**Data for processing:**
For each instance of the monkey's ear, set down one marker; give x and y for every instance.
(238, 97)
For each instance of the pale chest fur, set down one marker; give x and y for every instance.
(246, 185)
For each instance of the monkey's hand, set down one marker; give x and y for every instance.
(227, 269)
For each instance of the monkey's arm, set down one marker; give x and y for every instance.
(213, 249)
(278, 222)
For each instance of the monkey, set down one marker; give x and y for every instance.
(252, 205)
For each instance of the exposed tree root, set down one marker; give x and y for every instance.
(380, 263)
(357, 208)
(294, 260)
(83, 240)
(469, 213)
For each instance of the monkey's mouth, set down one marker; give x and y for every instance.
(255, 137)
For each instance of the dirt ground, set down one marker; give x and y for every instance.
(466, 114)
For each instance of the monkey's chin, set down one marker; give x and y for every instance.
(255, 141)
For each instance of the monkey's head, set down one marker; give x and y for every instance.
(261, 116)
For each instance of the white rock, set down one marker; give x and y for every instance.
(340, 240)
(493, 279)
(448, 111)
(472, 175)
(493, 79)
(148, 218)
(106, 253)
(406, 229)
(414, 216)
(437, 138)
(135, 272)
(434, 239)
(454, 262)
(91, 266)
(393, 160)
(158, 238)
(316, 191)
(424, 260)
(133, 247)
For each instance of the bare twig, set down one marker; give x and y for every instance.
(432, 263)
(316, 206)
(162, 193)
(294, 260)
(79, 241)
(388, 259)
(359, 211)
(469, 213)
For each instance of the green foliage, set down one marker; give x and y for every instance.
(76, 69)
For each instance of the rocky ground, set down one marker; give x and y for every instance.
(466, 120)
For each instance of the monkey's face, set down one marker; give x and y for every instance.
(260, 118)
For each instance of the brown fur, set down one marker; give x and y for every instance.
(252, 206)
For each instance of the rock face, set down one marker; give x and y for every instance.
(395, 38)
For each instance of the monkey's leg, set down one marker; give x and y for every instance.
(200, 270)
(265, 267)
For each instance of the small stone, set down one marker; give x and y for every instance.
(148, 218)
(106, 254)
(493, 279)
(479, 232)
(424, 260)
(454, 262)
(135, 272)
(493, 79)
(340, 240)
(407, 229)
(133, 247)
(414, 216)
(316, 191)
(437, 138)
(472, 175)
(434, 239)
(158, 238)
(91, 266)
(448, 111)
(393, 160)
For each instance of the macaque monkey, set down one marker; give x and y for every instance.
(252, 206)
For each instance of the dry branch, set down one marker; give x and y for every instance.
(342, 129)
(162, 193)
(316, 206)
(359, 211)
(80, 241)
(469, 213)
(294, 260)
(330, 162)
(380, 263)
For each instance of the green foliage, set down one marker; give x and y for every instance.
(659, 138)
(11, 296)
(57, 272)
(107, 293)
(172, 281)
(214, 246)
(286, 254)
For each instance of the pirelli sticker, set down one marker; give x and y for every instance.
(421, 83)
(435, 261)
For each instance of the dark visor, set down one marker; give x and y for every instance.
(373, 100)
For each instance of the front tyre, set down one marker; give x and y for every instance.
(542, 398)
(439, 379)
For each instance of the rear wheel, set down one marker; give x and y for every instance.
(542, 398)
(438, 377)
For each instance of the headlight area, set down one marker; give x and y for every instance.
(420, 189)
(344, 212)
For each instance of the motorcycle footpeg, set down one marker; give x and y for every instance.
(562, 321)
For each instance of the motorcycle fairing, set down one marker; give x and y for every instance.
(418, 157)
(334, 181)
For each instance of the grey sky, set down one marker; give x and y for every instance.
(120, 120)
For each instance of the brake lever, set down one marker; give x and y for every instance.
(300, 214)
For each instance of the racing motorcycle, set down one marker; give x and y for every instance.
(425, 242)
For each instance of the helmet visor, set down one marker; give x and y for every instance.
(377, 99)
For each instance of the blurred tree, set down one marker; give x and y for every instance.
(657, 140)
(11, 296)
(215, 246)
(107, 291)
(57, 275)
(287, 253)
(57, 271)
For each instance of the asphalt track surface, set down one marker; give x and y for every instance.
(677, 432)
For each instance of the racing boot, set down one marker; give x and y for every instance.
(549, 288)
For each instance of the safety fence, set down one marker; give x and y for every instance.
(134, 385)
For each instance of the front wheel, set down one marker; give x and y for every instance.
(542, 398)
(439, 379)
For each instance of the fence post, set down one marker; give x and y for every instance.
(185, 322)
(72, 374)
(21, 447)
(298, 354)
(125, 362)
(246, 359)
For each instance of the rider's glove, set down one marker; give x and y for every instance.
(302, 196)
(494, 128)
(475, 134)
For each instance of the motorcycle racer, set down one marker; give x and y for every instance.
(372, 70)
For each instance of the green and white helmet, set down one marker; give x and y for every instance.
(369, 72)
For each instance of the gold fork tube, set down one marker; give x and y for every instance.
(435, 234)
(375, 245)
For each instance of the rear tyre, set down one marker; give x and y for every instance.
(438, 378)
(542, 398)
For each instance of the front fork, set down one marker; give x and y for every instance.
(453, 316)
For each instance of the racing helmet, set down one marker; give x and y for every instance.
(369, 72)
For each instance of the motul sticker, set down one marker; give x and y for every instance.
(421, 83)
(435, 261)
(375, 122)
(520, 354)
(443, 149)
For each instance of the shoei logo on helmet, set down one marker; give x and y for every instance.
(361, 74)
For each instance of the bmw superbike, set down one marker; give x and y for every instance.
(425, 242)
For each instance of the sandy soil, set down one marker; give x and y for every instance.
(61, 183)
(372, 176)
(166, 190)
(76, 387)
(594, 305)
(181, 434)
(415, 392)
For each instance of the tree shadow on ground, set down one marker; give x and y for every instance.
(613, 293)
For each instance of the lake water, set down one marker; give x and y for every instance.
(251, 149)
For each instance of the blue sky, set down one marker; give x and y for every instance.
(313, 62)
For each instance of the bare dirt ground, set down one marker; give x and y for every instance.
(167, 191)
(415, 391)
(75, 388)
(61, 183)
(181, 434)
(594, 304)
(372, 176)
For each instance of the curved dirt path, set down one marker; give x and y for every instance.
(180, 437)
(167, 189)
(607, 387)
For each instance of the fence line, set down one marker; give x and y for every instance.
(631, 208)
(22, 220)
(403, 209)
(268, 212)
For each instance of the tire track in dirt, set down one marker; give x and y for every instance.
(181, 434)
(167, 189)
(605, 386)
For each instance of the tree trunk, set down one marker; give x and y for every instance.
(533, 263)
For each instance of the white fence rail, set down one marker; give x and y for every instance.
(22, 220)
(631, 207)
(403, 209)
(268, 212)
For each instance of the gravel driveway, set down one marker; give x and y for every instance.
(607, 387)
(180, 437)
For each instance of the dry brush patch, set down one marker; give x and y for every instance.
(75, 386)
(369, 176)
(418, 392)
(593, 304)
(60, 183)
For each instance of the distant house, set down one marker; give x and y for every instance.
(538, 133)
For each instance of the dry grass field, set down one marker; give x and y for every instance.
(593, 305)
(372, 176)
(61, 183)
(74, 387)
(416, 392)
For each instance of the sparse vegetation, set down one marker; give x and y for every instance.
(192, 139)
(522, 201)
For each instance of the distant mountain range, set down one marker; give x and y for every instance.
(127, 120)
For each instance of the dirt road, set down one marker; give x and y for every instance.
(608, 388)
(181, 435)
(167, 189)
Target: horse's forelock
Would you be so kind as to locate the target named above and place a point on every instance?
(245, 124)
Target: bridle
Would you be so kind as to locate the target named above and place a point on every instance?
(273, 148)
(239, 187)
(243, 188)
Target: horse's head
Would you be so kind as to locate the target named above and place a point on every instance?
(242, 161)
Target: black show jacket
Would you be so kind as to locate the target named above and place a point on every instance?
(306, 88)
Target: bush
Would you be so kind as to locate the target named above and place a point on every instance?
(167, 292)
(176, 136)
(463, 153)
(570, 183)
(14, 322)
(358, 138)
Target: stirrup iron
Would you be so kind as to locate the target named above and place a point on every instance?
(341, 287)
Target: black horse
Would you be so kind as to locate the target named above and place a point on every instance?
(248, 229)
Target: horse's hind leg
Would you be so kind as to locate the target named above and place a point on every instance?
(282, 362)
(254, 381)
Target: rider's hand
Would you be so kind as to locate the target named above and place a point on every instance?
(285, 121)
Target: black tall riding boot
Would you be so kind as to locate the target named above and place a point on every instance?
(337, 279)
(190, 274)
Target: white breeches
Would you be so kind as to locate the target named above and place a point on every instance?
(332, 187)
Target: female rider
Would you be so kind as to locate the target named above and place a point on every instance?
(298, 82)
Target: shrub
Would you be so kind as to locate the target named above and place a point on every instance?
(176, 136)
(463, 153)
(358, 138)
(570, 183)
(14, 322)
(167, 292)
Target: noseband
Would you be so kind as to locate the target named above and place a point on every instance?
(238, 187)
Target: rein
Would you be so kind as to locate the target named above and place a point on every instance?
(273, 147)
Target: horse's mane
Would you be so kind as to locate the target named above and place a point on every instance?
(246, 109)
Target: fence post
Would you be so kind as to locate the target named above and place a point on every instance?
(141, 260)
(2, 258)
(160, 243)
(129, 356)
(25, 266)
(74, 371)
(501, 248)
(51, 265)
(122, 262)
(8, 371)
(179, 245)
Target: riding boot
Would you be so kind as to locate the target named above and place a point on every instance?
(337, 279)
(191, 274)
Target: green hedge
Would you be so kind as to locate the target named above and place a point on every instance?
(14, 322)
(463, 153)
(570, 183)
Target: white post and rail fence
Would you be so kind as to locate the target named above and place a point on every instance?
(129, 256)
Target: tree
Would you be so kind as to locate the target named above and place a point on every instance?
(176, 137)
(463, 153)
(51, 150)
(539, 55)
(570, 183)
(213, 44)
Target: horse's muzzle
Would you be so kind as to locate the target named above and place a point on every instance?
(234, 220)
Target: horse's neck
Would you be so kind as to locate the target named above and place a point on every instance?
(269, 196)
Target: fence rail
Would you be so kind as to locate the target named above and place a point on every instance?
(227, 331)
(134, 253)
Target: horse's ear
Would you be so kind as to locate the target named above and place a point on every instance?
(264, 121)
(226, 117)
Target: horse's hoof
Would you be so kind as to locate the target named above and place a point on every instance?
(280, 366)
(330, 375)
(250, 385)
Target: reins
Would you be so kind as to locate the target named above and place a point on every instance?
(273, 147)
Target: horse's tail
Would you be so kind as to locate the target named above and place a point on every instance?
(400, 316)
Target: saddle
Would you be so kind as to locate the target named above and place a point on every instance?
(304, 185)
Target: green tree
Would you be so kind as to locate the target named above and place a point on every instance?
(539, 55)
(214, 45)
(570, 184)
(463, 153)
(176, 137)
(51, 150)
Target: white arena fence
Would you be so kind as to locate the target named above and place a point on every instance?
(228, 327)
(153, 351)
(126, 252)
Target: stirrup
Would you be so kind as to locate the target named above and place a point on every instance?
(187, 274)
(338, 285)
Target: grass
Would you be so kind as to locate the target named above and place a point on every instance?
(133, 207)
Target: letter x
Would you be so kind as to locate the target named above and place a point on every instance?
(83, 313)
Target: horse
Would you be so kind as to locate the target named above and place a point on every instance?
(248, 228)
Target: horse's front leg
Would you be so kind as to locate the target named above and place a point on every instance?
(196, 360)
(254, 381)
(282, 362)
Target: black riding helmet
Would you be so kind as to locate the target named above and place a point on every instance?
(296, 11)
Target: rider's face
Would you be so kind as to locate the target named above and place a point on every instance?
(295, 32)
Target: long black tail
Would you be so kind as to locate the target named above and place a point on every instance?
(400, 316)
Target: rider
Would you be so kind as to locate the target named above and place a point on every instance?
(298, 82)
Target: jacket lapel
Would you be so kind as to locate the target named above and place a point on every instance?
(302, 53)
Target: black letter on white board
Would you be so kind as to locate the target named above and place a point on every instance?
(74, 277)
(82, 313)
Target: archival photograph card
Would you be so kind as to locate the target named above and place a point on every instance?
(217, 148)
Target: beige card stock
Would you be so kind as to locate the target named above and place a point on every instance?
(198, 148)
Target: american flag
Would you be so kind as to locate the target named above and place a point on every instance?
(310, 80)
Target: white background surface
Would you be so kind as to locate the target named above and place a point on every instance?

**Activity:** Wherever the word "card" appears in the listing, copy the line that holds it.

**Solution for this exercise:**
Target: archival photograph card
Target: beige card stock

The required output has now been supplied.